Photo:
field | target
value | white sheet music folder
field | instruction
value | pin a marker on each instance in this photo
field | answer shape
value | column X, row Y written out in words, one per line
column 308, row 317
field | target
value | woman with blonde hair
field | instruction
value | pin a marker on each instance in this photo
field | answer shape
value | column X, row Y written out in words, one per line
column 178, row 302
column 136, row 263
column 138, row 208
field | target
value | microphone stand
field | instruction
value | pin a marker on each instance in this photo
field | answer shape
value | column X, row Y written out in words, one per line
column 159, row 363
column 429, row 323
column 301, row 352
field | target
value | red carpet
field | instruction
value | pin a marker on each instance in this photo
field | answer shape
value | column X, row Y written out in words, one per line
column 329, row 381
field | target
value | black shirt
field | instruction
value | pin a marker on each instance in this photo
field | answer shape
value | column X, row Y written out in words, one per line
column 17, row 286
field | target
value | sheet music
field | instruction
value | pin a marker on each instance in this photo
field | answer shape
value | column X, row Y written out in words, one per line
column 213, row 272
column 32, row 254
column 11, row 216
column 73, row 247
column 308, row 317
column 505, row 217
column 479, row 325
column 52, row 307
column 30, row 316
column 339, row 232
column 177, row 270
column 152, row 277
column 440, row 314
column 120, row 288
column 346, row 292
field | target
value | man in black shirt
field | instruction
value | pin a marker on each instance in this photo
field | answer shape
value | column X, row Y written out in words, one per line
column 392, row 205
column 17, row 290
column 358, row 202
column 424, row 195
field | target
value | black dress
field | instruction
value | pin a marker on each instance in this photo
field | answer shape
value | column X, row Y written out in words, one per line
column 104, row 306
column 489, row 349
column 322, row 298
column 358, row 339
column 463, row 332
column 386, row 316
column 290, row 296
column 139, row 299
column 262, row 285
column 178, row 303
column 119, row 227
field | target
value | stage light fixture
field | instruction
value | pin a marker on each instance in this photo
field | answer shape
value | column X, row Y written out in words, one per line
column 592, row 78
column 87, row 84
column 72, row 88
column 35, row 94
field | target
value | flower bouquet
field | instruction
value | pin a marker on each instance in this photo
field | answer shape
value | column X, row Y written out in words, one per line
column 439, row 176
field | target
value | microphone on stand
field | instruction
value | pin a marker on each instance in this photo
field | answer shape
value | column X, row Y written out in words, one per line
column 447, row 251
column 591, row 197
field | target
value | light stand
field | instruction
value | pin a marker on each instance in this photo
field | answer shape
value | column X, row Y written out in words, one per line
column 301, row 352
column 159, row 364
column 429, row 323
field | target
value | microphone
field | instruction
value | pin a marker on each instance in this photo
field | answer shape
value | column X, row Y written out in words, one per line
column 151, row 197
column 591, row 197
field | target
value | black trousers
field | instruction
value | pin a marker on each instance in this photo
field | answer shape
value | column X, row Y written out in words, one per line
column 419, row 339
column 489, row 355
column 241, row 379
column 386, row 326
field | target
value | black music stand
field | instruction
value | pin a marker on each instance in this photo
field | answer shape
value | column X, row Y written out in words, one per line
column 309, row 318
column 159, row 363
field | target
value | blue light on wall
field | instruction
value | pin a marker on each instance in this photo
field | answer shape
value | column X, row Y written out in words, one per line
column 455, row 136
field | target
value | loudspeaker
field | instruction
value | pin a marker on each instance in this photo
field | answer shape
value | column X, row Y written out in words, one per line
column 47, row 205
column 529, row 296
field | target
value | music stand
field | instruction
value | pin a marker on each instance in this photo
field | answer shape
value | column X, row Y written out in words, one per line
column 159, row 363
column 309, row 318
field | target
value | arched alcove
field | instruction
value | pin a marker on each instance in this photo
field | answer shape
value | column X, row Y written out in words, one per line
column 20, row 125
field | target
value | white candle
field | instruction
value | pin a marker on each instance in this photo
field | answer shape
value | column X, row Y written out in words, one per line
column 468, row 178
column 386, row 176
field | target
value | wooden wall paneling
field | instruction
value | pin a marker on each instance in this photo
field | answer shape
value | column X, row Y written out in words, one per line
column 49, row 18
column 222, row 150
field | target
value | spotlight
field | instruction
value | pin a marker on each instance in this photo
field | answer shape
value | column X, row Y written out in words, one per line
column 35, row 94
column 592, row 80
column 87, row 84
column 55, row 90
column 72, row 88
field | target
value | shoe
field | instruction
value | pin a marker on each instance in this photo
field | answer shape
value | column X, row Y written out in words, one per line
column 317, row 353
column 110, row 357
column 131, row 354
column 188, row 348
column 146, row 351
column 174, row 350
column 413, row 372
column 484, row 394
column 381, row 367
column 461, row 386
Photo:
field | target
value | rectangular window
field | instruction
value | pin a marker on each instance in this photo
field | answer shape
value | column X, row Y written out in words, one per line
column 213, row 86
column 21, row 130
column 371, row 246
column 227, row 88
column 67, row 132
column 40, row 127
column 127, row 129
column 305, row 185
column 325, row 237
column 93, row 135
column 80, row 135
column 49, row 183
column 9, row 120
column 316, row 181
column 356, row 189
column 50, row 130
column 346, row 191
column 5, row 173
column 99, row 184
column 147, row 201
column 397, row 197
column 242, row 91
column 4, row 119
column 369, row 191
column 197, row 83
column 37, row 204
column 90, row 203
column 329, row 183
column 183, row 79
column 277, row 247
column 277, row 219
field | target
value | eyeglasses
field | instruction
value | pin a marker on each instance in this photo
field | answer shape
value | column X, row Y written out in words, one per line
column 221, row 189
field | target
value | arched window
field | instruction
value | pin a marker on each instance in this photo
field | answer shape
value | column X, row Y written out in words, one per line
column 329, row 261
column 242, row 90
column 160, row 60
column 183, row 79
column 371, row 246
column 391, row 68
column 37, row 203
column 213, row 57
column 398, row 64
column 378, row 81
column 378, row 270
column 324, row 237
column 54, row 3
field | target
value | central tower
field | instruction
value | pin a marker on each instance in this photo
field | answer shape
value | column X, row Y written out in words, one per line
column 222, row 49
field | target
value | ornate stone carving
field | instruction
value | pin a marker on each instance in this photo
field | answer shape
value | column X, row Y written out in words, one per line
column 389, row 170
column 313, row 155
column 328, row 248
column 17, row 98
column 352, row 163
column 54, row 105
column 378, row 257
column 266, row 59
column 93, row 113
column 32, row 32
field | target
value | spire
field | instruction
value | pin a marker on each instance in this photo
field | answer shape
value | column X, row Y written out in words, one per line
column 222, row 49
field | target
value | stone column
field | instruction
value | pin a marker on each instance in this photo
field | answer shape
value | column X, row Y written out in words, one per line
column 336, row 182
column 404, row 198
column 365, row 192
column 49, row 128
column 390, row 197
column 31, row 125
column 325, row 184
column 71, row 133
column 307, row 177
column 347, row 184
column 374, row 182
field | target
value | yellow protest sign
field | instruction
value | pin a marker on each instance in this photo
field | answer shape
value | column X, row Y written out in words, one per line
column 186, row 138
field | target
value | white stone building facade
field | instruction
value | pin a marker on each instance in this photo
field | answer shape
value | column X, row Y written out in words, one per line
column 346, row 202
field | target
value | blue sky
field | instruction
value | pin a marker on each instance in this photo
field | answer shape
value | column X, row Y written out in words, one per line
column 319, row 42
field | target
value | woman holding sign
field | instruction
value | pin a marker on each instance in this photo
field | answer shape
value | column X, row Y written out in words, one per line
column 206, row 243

Aim of the task: Transcribe each line of the listing above precisely as it appears.

Response to this task:
Photo:
field | target
value | white sheet music folder
field | instruction
value | pin a marker on each instance in this photo
field | answer shape
value | column X, row Y written out in words, one per line
column 308, row 317
field | target
value | woman with blonde hair
field | instruction
value | pin a marker on each instance in this photo
field | answer shape
value | column X, row Y written out in words, one per line
column 178, row 302
column 136, row 263
column 138, row 208
field | target
value | microphone stand
field | instruction
value | pin a marker on each instance in this photo
field | answer shape
value | column X, row Y written out in words, one per line
column 159, row 363
column 429, row 323
column 301, row 352
field | target
value | red carpet
field | instruction
value | pin a marker on each instance in this photo
field | answer shape
value | column X, row Y written out in words, one per line
column 329, row 381
field | target
value | black shirt
field | instruction
value | pin a marker on each instance in this photo
field | answer shape
value | column X, row Y written out in words, one per line
column 17, row 286
field | target
value | sheet music
field | instruction
value | pin a marker on each instance in this photo
field | answer shape
value | column X, row Y written out in words, one per line
column 213, row 272
column 32, row 254
column 11, row 216
column 73, row 247
column 308, row 317
column 505, row 217
column 479, row 325
column 52, row 307
column 30, row 316
column 339, row 232
column 177, row 270
column 152, row 277
column 440, row 314
column 120, row 288
column 346, row 292
field | target
value | man in black shirt
field | instruction
value | pin a marker on each instance in this photo
field | answer shape
value | column X, row Y written out in words, one per line
column 392, row 205
column 17, row 290
column 358, row 202
column 424, row 195
field | target
value | black dress
field | instruction
value | pin a marker on each instance in this photo
field | answer shape
value | column X, row Y written out in words, one per line
column 104, row 306
column 489, row 349
column 322, row 298
column 358, row 339
column 463, row 332
column 386, row 316
column 290, row 296
column 139, row 299
column 262, row 285
column 178, row 303
column 119, row 227
field | target
value | stage light fixture
field | instruction
value | pin a marker on each instance in this photo
field | answer shape
value | column X, row Y written out in words, one per line
column 592, row 78
column 87, row 84
column 72, row 88
column 35, row 94
field | target
value | flower bouquet
field | instruction
value | pin a marker on each instance in this photo
field | answer shape
value | column X, row Y written out in words, one per line
column 439, row 176
field | target
value | microphone on stand
field | instruction
value | pin a marker on each instance in this photo
field | answer shape
value | column X, row Y written out in words, one per line
column 447, row 251
column 591, row 197
field | target
value | light stand
field | instruction
value | pin a marker on each instance in this photo
field | answer shape
value | column X, row Y written out in words, one per line
column 301, row 352
column 159, row 364
column 429, row 323
field | target
value | microphone
field | instruction
value | pin a marker on each instance in this photo
field | answer shape
value | column X, row Y written out in words, one per line
column 151, row 197
column 591, row 197
field | target
value | black trousers
field | instruction
value | pin a marker on each instance in this photo
field | answer shape
value | column X, row Y written out in words, one per line
column 419, row 339
column 489, row 355
column 241, row 379
column 386, row 326
field | target
value | black music stand
field | instruction
value | pin a marker on each instance in this photo
field | answer shape
value | column X, row Y written out in words, one per line
column 309, row 318
column 159, row 363
field | target
value | blue light on wall
field | instruction
value | pin a marker on each instance in this photo
field | answer shape
value | column X, row Y written out in words, one per line
column 455, row 136
field | target
value | loudspeaker
field | instruction
value | pin a marker on each instance in this photo
field | answer shape
value | column X, row Y written out in words, one per line
column 47, row 205
column 529, row 296
field | target
value | music stand
field | instruction
value | pin a marker on each instance in this photo
field | answer shape
value | column X, row Y written out in words, one per line
column 159, row 363
column 309, row 318
field | target
value | arched alcove
field | instruction
value | pin a marker on each instance in this photo
field | answer shape
value | column X, row Y written out in words, one per line
column 20, row 125
field | target
value | white candle
field | instruction
value | pin a marker on each instance in this photo
field | answer shape
value | column X, row Y written out in words, one per line
column 468, row 178
column 386, row 176
field | target
value | wooden wall paneling
field | instruction
value | pin a marker on each instance in this photo
field | answer shape
value | column X, row Y written out in words, one per line
column 49, row 18
column 222, row 150
field | target
value | spotlight
field | instruction
value | pin a marker on each instance in this photo
field | answer shape
value | column X, row Y written out in words, one per line
column 35, row 94
column 592, row 80
column 87, row 84
column 55, row 90
column 72, row 88
field | target
value | shoe
field | instruction
value | pin a marker on each instance in this photo
field | answer shape
value | column X, row Y written out in words, one per line
column 317, row 353
column 110, row 357
column 131, row 354
column 188, row 348
column 146, row 351
column 174, row 350
column 413, row 372
column 484, row 394
column 381, row 367
column 461, row 386
Photo:
field | target
value | rectangular window
field | instruction
value | pin a marker on each instance in this photo
field | answer shape
value | column X, row Y written out in words, one per line
column 213, row 86
column 21, row 130
column 371, row 246
column 227, row 88
column 67, row 132
column 40, row 127
column 127, row 129
column 305, row 185
column 325, row 237
column 93, row 135
column 80, row 135
column 49, row 183
column 9, row 120
column 316, row 181
column 356, row 189
column 50, row 130
column 346, row 191
column 5, row 173
column 99, row 184
column 147, row 201
column 397, row 197
column 242, row 91
column 4, row 119
column 369, row 191
column 197, row 83
column 37, row 204
column 90, row 203
column 329, row 183
column 183, row 79
column 277, row 247
column 277, row 219
field | target
value | eyeglasses
field | instruction
value | pin a marker on each instance in this photo
field | answer shape
value | column X, row Y written out in words, one per line
column 221, row 189
field | target
value | arched window
field | instruction
value | pin a marker on each instance in this photo
field | answer shape
value | column X, row Y written out in words, one per line
column 329, row 261
column 242, row 90
column 160, row 60
column 183, row 79
column 371, row 246
column 391, row 68
column 37, row 203
column 213, row 57
column 398, row 64
column 378, row 81
column 378, row 270
column 324, row 237
column 54, row 3
field | target
value | central tower
field | instruction
value | pin a marker on each instance in this photo
field | answer shape
value | column X, row Y written out in words, one per line
column 222, row 49
field | target
value | ornate stone carving
field | instruction
value | pin a marker on each instance in this photo
field | answer shape
value | column X, row Y written out in words, one per line
column 389, row 170
column 313, row 155
column 328, row 248
column 17, row 98
column 352, row 163
column 54, row 105
column 378, row 257
column 266, row 59
column 93, row 113
column 32, row 32
field | target
value | spire
field | instruction
value | pin a marker on each instance in this photo
field | answer shape
value | column X, row Y written out in words, one per line
column 222, row 49
field | target
value | stone column
field | instruction
value | pin a marker on each instance in this photo
field | answer shape
value | column X, row Y written out in words, one per line
column 336, row 182
column 404, row 198
column 365, row 192
column 49, row 128
column 390, row 197
column 31, row 125
column 325, row 184
column 71, row 133
column 307, row 177
column 347, row 184
column 374, row 182
field | target
value | yellow protest sign
field | instruction
value | pin a marker on each instance in this photo
field | answer shape
value | column X, row Y written out in words, one per line
column 186, row 138
field | target
value | white stone building facade
field | instruction
value | pin a marker on each instance in this photo
field | answer shape
value | column X, row Y written out in words, one per line
column 346, row 202
field | target
value | blue sky
field | instruction
value | pin a marker on each instance in this photo
field | answer shape
value | column X, row Y written out in words, one per line
column 319, row 42
field | target
value | woman holding sign
field | instruction
value | pin a marker on each instance in this photo
field | answer shape
value | column X, row Y written out in words, one per line
column 206, row 243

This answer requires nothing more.